Collected data
>> START

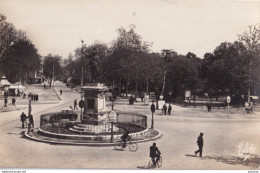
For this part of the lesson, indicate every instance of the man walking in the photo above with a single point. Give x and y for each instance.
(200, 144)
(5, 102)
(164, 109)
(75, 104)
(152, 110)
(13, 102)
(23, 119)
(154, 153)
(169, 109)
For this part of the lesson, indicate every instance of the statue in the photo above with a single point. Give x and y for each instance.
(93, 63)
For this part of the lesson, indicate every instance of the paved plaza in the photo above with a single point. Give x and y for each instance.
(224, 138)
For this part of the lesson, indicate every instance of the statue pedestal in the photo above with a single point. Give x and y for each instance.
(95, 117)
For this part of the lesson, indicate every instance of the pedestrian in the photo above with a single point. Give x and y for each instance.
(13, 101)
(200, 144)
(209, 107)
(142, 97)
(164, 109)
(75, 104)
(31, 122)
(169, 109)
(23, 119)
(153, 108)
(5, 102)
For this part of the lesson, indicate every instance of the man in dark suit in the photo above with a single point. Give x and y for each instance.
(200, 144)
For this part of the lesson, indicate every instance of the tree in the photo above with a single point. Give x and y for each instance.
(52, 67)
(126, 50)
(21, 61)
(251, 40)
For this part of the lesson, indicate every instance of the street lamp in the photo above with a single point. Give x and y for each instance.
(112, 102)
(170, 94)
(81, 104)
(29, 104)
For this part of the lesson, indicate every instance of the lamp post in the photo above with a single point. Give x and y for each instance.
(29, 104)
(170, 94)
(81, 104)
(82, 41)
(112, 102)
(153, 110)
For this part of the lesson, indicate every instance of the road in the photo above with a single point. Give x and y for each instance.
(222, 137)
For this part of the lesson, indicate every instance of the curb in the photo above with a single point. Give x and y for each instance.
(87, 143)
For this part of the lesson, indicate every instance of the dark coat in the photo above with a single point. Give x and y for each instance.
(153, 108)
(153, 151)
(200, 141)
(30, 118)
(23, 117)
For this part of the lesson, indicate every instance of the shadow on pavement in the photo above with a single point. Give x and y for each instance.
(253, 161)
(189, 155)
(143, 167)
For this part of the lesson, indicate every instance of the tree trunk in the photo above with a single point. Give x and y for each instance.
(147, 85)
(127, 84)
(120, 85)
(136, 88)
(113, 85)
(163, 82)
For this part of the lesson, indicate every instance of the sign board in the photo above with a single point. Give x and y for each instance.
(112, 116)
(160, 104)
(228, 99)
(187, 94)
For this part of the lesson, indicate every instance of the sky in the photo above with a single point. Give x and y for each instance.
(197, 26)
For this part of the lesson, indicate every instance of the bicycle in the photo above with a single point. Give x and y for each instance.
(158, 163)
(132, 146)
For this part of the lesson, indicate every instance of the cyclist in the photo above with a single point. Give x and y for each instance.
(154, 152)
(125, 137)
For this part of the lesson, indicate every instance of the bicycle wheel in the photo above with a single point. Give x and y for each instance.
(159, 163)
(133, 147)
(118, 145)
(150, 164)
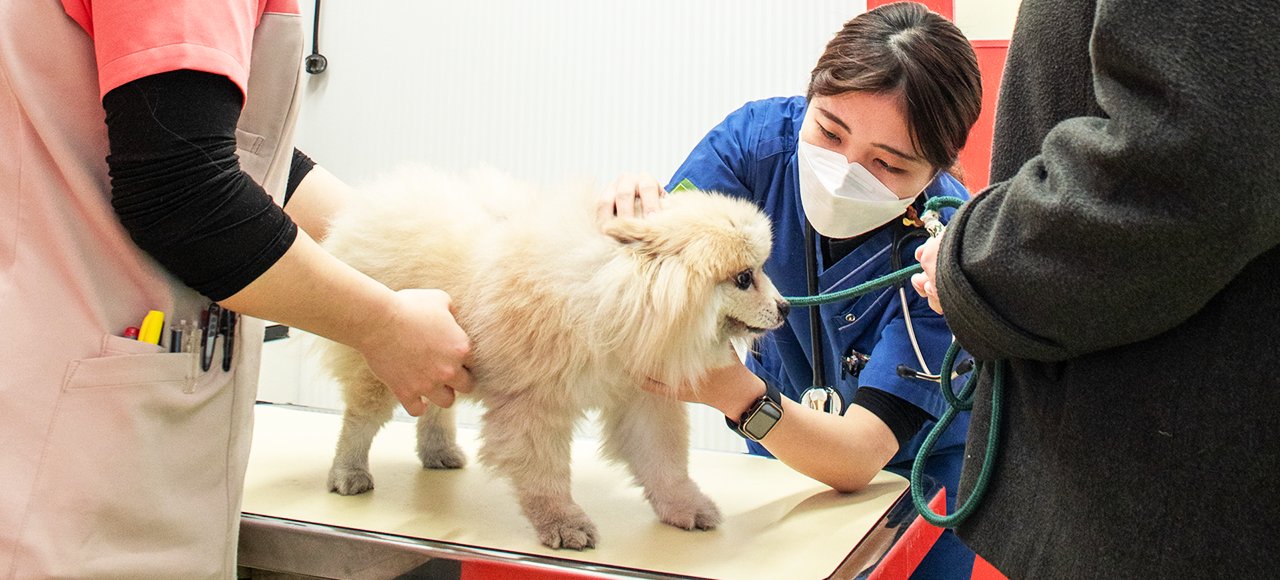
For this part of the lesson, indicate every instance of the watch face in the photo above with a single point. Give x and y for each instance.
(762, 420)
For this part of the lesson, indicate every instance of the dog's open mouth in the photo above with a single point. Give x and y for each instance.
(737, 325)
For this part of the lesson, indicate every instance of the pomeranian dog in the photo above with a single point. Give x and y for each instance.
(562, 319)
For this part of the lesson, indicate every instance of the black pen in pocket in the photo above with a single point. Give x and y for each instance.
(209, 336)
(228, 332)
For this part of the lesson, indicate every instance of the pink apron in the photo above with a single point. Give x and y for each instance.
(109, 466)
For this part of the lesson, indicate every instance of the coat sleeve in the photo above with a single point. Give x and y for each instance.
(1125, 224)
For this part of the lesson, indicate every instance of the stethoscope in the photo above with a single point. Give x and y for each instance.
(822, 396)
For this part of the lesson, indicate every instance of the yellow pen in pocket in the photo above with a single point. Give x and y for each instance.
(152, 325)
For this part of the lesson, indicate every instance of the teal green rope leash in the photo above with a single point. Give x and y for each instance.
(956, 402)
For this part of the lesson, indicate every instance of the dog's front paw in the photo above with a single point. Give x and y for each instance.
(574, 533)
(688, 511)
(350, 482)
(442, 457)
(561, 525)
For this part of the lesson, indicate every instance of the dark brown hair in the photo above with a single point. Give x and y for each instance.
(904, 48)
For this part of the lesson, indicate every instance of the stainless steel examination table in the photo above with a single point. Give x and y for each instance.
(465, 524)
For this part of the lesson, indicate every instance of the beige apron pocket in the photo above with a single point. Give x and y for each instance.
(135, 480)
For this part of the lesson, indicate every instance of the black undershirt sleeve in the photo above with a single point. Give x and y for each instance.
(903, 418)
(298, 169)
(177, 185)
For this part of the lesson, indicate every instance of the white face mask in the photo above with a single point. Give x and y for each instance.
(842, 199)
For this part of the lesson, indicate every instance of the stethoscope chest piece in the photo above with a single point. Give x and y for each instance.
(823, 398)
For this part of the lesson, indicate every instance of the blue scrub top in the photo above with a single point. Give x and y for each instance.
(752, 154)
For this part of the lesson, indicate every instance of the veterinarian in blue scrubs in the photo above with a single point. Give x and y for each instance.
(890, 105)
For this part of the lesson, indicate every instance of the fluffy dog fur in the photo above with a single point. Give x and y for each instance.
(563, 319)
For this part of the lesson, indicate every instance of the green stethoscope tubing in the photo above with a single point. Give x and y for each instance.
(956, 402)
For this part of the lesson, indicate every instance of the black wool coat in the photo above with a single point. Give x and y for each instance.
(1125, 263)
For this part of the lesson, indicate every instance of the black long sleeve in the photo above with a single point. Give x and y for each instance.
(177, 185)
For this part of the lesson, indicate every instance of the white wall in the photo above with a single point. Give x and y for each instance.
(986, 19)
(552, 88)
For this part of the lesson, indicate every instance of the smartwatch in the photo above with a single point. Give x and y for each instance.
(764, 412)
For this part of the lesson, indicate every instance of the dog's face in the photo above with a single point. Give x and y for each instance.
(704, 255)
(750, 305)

>> END
>> START

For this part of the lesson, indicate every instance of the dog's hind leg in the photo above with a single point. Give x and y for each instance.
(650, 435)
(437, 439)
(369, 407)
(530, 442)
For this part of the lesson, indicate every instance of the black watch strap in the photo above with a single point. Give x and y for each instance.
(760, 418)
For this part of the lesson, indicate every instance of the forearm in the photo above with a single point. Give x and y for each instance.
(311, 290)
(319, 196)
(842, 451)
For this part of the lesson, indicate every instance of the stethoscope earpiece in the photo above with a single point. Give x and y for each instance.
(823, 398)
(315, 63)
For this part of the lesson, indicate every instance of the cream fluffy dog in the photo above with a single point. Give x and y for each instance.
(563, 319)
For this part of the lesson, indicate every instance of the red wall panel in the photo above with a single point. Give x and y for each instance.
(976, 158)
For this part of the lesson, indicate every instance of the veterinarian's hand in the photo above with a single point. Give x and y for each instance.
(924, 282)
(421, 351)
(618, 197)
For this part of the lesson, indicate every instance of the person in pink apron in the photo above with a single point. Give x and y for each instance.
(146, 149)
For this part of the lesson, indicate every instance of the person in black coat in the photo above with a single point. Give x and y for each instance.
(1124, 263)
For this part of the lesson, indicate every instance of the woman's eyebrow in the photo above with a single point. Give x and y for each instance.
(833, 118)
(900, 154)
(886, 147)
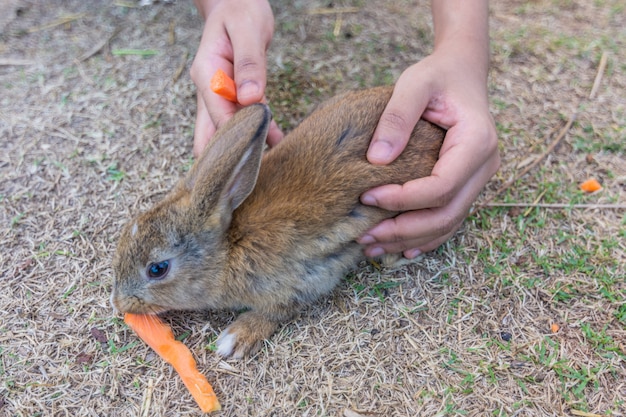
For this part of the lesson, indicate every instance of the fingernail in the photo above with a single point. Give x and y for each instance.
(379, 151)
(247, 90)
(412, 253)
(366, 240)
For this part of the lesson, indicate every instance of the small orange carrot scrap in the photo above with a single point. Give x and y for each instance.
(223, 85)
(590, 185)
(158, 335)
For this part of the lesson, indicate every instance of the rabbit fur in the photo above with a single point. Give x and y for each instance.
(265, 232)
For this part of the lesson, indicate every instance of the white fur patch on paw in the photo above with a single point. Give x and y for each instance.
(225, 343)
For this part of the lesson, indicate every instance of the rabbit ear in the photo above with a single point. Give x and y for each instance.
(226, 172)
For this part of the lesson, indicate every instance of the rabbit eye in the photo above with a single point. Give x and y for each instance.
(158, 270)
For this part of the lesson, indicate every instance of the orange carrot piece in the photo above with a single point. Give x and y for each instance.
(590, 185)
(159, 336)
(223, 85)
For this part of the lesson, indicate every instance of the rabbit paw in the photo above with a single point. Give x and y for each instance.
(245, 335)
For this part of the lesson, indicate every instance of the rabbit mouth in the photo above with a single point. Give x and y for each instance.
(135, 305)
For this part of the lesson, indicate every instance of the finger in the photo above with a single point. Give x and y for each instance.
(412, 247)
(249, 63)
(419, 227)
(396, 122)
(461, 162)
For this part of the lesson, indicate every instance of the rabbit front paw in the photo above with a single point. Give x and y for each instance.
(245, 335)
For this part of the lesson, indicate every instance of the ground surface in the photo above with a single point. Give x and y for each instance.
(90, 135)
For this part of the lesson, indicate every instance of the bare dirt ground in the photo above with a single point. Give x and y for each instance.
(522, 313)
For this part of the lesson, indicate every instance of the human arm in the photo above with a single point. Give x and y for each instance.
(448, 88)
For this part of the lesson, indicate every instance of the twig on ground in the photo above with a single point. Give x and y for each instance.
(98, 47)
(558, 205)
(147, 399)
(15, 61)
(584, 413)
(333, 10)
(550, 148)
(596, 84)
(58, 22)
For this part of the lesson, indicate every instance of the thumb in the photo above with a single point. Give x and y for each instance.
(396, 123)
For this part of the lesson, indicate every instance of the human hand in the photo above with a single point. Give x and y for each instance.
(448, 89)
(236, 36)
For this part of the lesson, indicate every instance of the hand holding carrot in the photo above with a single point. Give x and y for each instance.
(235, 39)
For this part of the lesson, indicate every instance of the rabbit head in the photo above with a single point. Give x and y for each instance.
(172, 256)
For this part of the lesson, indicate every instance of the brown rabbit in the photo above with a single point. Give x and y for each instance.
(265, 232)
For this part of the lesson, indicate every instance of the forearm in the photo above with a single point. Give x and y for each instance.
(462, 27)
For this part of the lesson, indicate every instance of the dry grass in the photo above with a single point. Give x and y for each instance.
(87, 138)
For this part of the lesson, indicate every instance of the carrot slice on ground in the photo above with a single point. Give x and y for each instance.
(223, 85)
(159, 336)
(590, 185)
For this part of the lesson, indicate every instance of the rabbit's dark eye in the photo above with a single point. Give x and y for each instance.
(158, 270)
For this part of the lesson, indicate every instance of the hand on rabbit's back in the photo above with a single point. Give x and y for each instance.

>> END

- **Written instruction**
Return the records from the line that contains "the black pen" through the line that contains "(1125, 224)", copying each line unchanged and including both of those lines.

- **The result**
For this part of the lesson, indicate every instance of the black pen in pocket in the photo above with a single point. Give x and y for each instance.
(209, 336)
(228, 332)
For this part of the lesson, indicate every instance of the pink apron in the photo above with a single point. Give x and y for each instance.
(109, 466)
For this part of the lesson, indicate every instance of the coat sleeve in the photo above with a single point. Give x and y for each instance.
(1125, 224)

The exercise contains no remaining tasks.